(Dataset records)
====
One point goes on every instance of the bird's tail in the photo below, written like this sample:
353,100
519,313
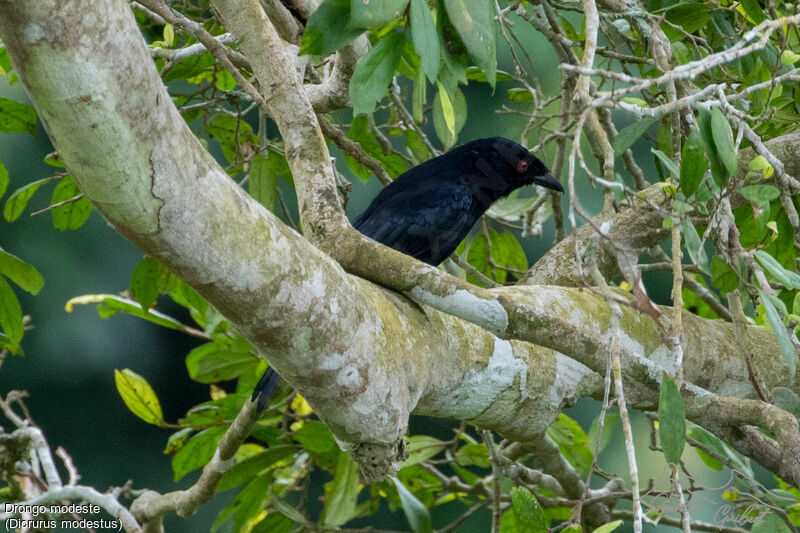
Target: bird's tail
265,387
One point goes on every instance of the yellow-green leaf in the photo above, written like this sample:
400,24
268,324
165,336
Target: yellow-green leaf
447,110
139,396
169,34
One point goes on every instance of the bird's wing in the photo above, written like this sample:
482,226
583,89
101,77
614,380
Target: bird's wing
427,222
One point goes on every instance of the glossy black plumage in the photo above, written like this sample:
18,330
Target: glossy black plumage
428,210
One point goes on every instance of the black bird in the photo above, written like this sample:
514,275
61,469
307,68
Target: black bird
427,211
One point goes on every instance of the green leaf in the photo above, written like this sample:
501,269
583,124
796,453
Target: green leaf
20,272
418,516
189,67
254,465
328,29
476,74
787,278
224,81
753,10
671,420
16,203
474,22
667,162
690,16
530,514
760,194
3,179
520,94
139,396
425,38
608,527
769,523
628,135
220,360
73,214
54,160
10,315
374,71
784,341
112,304
723,140
376,13
693,163
572,441
711,443
723,277
718,171
144,282
315,437
263,181
441,110
197,452
760,163
230,132
341,494
789,58
473,454
446,108
16,117
419,97
610,422
694,246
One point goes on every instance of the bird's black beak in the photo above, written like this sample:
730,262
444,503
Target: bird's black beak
548,182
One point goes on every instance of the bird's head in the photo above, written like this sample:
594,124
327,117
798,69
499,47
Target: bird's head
518,166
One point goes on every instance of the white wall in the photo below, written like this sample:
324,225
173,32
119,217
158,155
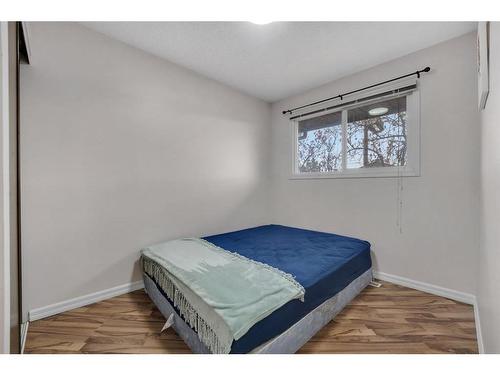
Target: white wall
489,261
119,150
439,243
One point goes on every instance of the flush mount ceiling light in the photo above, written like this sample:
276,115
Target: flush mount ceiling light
261,22
379,111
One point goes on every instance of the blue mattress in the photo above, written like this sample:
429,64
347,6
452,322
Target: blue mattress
323,263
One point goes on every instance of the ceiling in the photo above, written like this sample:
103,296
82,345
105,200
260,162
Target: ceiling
280,59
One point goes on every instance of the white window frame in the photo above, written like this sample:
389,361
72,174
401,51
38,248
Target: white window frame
412,167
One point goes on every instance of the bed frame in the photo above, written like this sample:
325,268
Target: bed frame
287,342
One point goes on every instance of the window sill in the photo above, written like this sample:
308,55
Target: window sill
392,173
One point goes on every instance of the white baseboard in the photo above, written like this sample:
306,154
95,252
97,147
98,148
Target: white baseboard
57,308
479,333
439,291
24,335
424,287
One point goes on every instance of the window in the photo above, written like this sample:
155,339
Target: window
372,138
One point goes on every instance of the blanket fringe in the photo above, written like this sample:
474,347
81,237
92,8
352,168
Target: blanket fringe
204,331
283,274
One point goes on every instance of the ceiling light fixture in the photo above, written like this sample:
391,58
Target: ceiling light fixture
261,22
379,111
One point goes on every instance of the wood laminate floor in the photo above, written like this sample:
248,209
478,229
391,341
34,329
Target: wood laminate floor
390,319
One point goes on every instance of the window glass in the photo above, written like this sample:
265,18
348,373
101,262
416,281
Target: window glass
320,143
376,135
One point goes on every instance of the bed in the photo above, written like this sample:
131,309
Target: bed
332,269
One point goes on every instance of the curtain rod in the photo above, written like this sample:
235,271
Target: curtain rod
341,96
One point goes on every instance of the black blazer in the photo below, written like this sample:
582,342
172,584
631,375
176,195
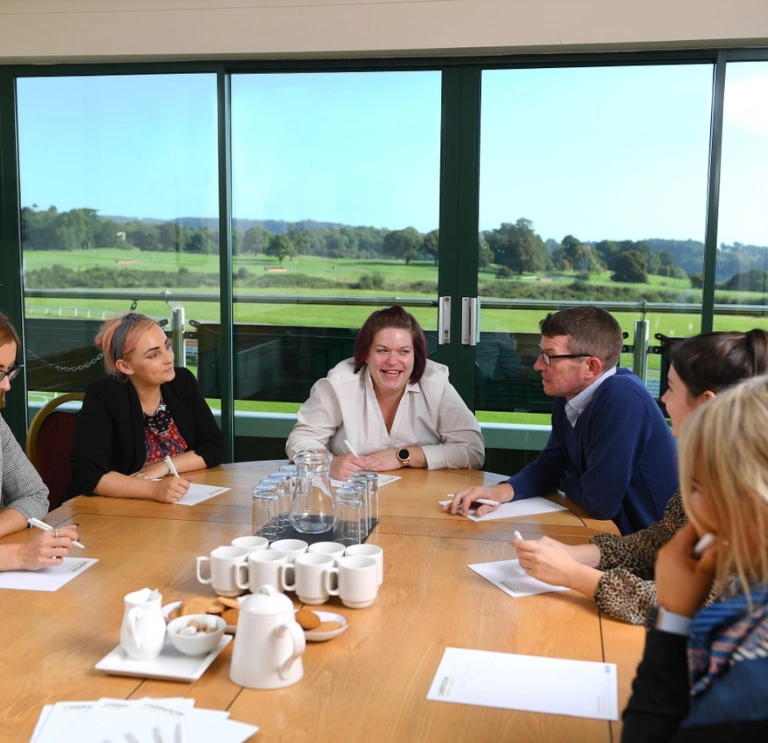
====
What the exercise asks —
Reproduce every dataset entry above word for word, leaving out the pictures.

Reply —
One point goes on every instance of the bird's tail in the photo below, written like this sample:
353,100
519,313
Target: bird's tail
265,387
One point goes on every instance of the yellow-green leaf in the photo above, written like this sample:
400,24
268,324
165,336
Target: yellow-green leaf
447,110
139,396
169,34
One point goes on every instance of the bird's wing in the photo above, written like this sample:
482,226
583,89
101,77
614,380
Target: bird's wing
427,222
One point goes on every instance of the glossy black plumage in the photo above, written like this sample:
18,330
Target: glossy black plumage
428,210
One point goes on every instance of the black bird in the photo above, written like this sample:
514,275
61,469
307,68
Target: black bird
427,211
One point goes on every instance of the green leaf in the photo above, written like this sample:
501,269
583,124
796,453
Target: green leaf
20,272
418,516
189,67
254,465
328,29
476,74
787,278
224,81
753,10
671,420
16,203
474,22
667,162
690,16
530,514
760,194
3,179
520,94
139,396
425,38
608,527
769,523
628,135
220,360
73,214
54,160
10,315
374,71
784,341
112,304
723,140
376,13
693,163
572,441
711,443
723,277
718,171
144,282
315,437
263,181
441,110
197,452
760,163
230,132
341,494
789,58
473,454
446,108
16,117
419,97
610,422
694,246
One point goes on every instance of the bird's black beak in the photo above, written like this sample:
730,262
444,503
Target: bird's black beak
548,182
One point goes on every instance of the bird's head in the photo above, written like this sample:
594,124
327,117
798,69
499,47
Target: bird's head
518,166
One point goes on every instance of the white wall in the photo below, written like this sample:
324,225
173,32
119,217
158,155
Target: white wall
489,261
119,150
439,243
One point goes on every instance of the flush mount ceiling light in the photo above, written like this sample:
276,115
Target: flush mount ceiling light
261,22
379,111
One point goes on every instance of the blue mattress in the photo above, written like this sample:
429,64
347,6
452,322
Target: blue mattress
323,263
One point goes on every instance of the ceiling in the photo above, written like this sample:
103,296
82,345
105,200
260,162
Target: ceiling
280,59
One point goes on every instance of the white window frame in the photo above, written like this sample:
389,361
72,174
401,51
38,248
Target: white window frame
412,167
One point goes on every instance of the bed frame in the photo above, written like this sample:
325,268
Target: bed frame
287,342
One point goes on every instance of the window sill in the photo above, written like this sample:
308,55
Target: window sill
392,173
One point goes on every instance of the white baseboard in the photo above, written like this sample:
306,154
95,252
97,147
98,148
Target: white baseboard
57,308
479,333
439,291
24,335
424,287
One point goes on every instance of the window in the photo above, written like this sample:
155,339
Target: window
372,138
One point goes on every instance of the blanket fringe in the photo above, written like this sample:
474,347
81,237
92,8
352,168
Target: blanket fringe
204,331
283,274
One point goes on every instance of the ceiling light fixture in the photo above, written like this sample:
391,58
Target: ceiling light fixture
261,22
379,111
One point goes on every instance of the wood laminate floor in the photo above, written like this sample:
248,209
478,229
391,341
34,329
Target: wood laminate floor
390,319
One point goes on every instance of the window glass in the photo above, written like this sample:
265,18
348,373
101,262
416,281
Target: window glass
320,143
376,135
One point goes on every instance of the bed in the photo above, written like this sample:
131,309
Target: bed
332,269
One point goes on every instance of the curtain rod in the photo above, written like this sample:
235,271
Target: curtain rod
341,96
One point goes on every instance of the black blazer in the photo below, written like this sample:
582,342
172,584
631,375
176,195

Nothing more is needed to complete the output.